— DIRECTION 1 —
In the gig account, how long did the support act's set last?
— DIRECTION 2 —
From the gig account, print the part that opens with the words containing "At about 6.30" and closes with "us would-be drummers).".

— DOCUMENT SEGMENT —
========================================================================

At about 6.30 a couple showed up and we got chatting. We discussed gigs, my move from Sydney, to Luton, then on to Glasgow. It wiled away the time until doors opened. A friendly couple they were. Weegies are always up for a bit of a chinwag and some patter.

Once the doors opened to the museum hall space and to the seating, I got myself a seat about four rows back and fairly centre of stage. It was a good vantage point, with a clear view to the drum kit (always important for us would-be drummers).

The support act, Tenement and Temple, were on shortly after everyone was seated. The singer’s voice is very sweet and beautiful. They have quite a traditional folk/country sound to their music. Not usually the genre of music I would seek out, but I enjoyed their set. The natural reverb and echo the hall has really complimented the singer’s voice. It was lovely and soothing. I felt myself calmed by the music. Their set lasted about 35 minutes.

A quick set up by Field Music followed. Then just on 9pm, David Brewis walked onto the stage. He says “just to make you all aware. We are going to do something very scary this evening. We are going to play the new album in its entirety first – without a pause…and then we’ll play some of the back catalogue – the songs you’ll know. So bear with us, please. We’re really nervous.”

========================================================================

(Dataset excerpt)
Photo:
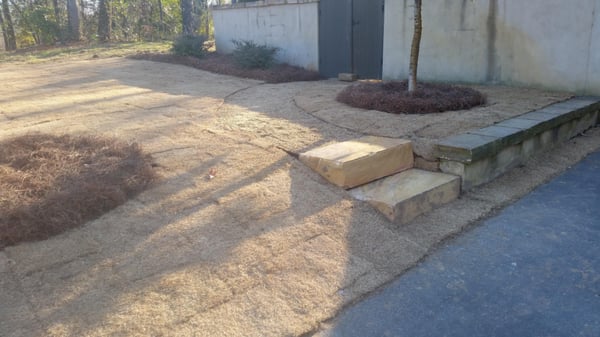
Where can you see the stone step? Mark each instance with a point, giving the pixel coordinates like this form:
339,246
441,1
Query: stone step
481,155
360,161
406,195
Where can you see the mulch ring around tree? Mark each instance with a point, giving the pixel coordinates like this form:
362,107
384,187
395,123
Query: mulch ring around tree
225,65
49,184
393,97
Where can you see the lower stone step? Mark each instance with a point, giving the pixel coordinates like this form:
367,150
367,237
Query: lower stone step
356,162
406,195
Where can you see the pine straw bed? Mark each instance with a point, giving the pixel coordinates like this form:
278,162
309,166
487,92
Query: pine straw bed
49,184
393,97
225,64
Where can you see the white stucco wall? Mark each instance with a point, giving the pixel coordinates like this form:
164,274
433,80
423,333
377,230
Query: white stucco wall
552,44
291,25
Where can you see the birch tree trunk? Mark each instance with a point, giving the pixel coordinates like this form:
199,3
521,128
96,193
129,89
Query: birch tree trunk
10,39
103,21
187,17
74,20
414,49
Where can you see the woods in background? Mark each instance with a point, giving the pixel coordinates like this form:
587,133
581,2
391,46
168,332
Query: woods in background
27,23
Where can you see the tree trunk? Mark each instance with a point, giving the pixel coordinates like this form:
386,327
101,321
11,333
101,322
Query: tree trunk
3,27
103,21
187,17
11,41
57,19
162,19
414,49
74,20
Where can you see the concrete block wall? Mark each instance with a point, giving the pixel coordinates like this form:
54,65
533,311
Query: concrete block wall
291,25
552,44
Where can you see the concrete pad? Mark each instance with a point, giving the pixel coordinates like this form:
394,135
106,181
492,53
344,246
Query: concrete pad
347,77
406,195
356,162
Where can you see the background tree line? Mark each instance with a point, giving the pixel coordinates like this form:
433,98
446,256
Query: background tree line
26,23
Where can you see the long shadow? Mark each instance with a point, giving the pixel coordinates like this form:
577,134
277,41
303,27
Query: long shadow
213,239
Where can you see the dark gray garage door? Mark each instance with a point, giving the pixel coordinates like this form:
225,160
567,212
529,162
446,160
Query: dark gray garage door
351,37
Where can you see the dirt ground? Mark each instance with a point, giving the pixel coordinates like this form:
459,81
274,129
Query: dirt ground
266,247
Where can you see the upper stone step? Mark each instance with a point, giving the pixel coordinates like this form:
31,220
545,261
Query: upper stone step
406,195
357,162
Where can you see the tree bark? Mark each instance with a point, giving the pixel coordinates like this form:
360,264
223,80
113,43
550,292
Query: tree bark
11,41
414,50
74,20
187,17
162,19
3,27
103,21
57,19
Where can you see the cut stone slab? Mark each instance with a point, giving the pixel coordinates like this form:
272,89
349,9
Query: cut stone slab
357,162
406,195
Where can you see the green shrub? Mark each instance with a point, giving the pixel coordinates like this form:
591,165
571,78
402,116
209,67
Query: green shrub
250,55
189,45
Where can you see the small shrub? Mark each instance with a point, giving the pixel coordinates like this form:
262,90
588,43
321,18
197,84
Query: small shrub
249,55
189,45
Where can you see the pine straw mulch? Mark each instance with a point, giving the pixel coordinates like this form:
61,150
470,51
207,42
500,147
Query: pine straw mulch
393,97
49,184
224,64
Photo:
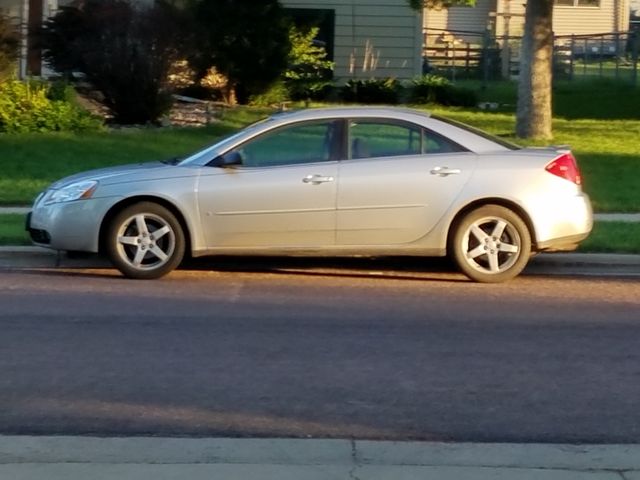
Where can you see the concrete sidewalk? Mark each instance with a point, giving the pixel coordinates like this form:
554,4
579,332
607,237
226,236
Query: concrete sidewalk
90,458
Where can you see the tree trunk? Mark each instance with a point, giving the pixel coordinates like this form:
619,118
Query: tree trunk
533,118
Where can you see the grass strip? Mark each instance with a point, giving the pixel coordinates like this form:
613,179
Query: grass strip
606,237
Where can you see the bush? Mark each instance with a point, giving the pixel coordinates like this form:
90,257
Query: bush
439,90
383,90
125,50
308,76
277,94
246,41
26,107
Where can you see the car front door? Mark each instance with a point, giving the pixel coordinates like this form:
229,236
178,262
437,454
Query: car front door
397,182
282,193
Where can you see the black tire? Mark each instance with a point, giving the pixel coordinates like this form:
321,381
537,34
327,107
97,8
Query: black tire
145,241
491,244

========================================================================

— FULL OUTPUT 1 —
About 35 minutes.

— FULL OUTPUT 2 —
At about 6.30 a couple showed up and we got chatting. We discussed gigs, my move from Sydney, to Luton, then on to Glasgow. It wiled away the time until doors opened. A friendly couple they were. Weegies are always up for a bit of a chinwag and some patter.

Once the doors opened to the museum hall space and to the seating, I got myself a seat about four rows back and fairly centre of stage. It was a good vantage point, with a clear view to the drum kit (always important for us would-be drummers).